--- Task brief ---
All the data should be transcribed exactly, with every line kept.

[Start of Attachment]

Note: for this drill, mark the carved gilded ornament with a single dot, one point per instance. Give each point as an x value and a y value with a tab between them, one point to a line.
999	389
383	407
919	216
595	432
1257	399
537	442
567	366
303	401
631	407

[End of Attachment]

--- Task result ---
Note: for this drill, mark the carved gilded ornament with a single dot, one point per instance. Give each point as an x value and a y value with a tab between them, one point to a line.
999	389
383	407
919	216
595	432
1257	399
537	442
567	366
303	401
631	407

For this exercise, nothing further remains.